Reproduce everything from "She can't stop" down to "at all. (59)" in the review of Bachinsky's poetry, changing "teeth" to "bones".

● **READING TEXT**:
# # #
Just as their grandmother's
grave is marked with a headstone in the graveyard across town, so the
sisters' discovery of their mother's red Ukrainian dancing boots provides
reassurance (if not evidence) of their mother's having met and danced
with or courted her father:
. . . I mean,
I know we know the story
of how our parents met, but didn't you think
it felt like proof, knowing those boots were there? (13)
A black and white
print of the dancing boot introduces the section, becoming something
of an icon in the reader's mind.
Reminiscent of
Gwendolyn MacEwen's "Dark Pines Under Water," Bachinsky's poem "God
of Missed Connections" employs changing metaphors to reveal her conception
of the nature of the mind and unconscious. Unlike MacEwen's poem, which
creates an implicit metaphor in the landscape it describes, Bachinsky
likens the mind to a alluvial plain with layers of geological markings,
only to depart from this ingenious concept and find another analogy
in "split obsidium," whose variant smoothness becomes an image for the
mind looking back at itself. This poem should make its way into anthologies,
so striking are the transitions and layers of suggestion. (56)
In "Goddess of
Chance Encounters," Bachinksy builds on this series based on invented
secular or household gods. Here the elegant couplets flow with punctuated
smoothness, at every turn uncovering some new way of looking at the
subject matter. The focus of the poem shifts from a female speaker who
has discovered a human jawbone to "any jogger" who may make such a discovery
"in the chop," to the reported case of a " woman who left her husband"
"for a man she met in passing at a party." In this way, we are led through
the turns in the poem to an ironic confusion of the female speaker with
the woman in the anecdote and, by extension, with every-woman.
. . . Poor thing.
She can't stop
thinking of the teeth. Whose they were,
whose they weren't.
She sees herself, of course,
but also someone else. Someone she doesn't know at all. (59)
Equally expert
in its management of ironic shifts is "God of Panic." From the self-conscious,
adolescent female speaker who imagines that "the boys" are all watching
her, to the revealing digression that the speaker's father has just
left her mother for "an even lonelier telemarketer," to the imagined
rape scene, the reader is left gasping at the accumulating surreal shifts
in setting with their reeling implications:
. . . Twenty
cocks shuttling under the white spot so white it was like
blinding white light as twenty tongues and two hundred
fingers found their pleasure at once she woke beneath the goal
posts. She could feel the close-lipped lawn was cool
beneath her cheek. (63)
With each new created
context, the psychological circumstances of the subject are revealed
in a new light, adding black comedy to that projected pandemonium.
One of my favourite
poems is "Pig Iron," in which implied metaphors rise in the molten lava
of the words so unexpectedly that it is like finding Waldo. Rather like
the junk heap of a landfill that the poem describes, a "dumbbell" or
"an engine block" may be picked out.
. . . Oh well,
for a time you've been out-of-date, corporeal
in the basements of the universities--
forgotten, forgotten, you wait for one big shake
to bring you to a head. (73)
Always fresh, frequently
erotic and sometimes alarming, Bachinsky's ironic shifts and careful
displacements locate her poetry in a postmodern tradition without ever
losing sight of the female speaker with her Ukrainian roots and experience
in a Regina or Vancouver setting. This slender collection provides a
read by turns funny, exhilarating, macabre, tongue-in-cheek and dolorous.
# # #
● **RAW DATA**:
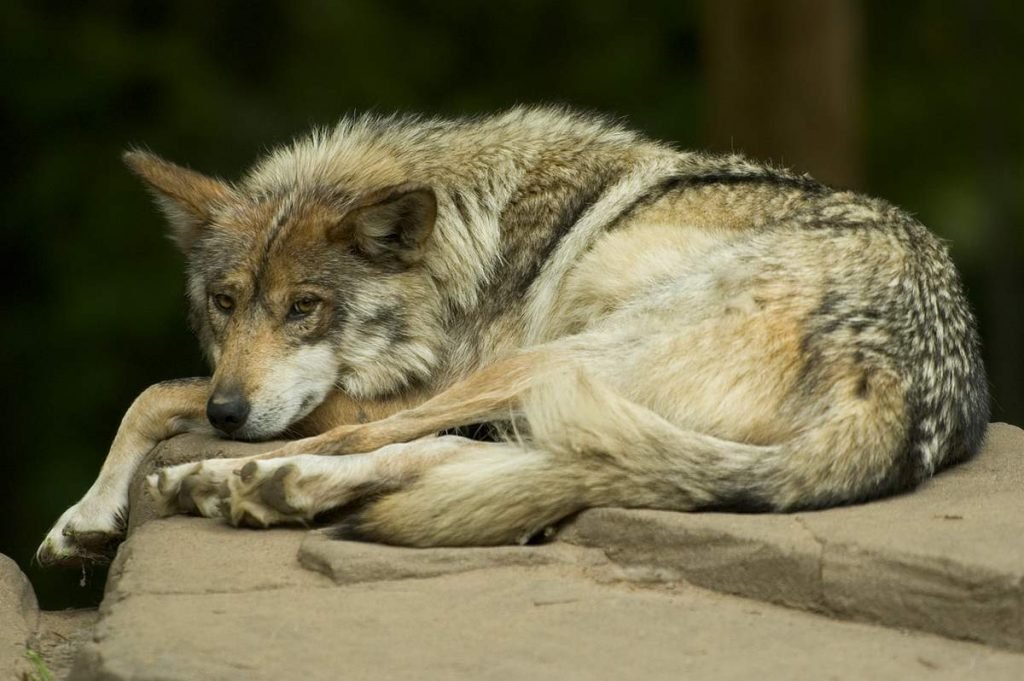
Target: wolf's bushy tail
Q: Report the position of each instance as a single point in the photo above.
(583, 445)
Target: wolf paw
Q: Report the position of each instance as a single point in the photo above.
(199, 488)
(88, 531)
(275, 492)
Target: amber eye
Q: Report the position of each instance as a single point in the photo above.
(303, 306)
(223, 303)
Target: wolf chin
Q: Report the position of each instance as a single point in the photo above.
(651, 329)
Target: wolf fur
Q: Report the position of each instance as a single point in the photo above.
(654, 329)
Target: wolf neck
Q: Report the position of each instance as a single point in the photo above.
(520, 196)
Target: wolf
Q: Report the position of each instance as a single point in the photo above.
(645, 327)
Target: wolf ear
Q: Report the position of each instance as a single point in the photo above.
(185, 197)
(392, 223)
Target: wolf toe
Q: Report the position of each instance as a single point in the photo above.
(199, 488)
(88, 531)
(268, 493)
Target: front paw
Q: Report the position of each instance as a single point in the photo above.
(88, 531)
(199, 488)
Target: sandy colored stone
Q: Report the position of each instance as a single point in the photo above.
(192, 598)
(18, 619)
(352, 562)
(516, 623)
(195, 555)
(945, 558)
(773, 559)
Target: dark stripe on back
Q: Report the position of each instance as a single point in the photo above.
(685, 181)
(569, 217)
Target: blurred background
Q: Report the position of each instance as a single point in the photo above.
(918, 101)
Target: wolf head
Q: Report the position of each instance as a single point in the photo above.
(301, 289)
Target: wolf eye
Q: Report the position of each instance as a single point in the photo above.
(223, 303)
(303, 306)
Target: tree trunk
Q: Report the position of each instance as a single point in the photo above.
(784, 83)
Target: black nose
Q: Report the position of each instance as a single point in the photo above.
(227, 411)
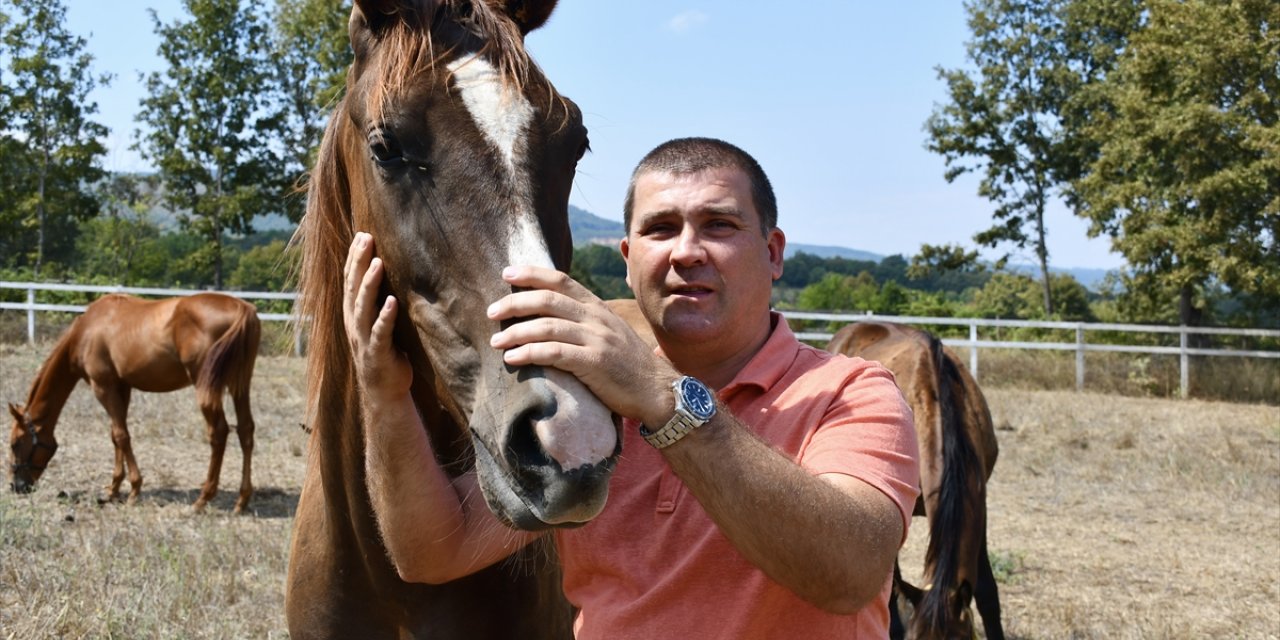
# # #
● **WRITTEN SOLUTION**:
She can't stop
thinking of the bones. Whose they were,
whose they weren't.
She sees herself, of course,
but also someone else. Someone she doesn't know at all. (59)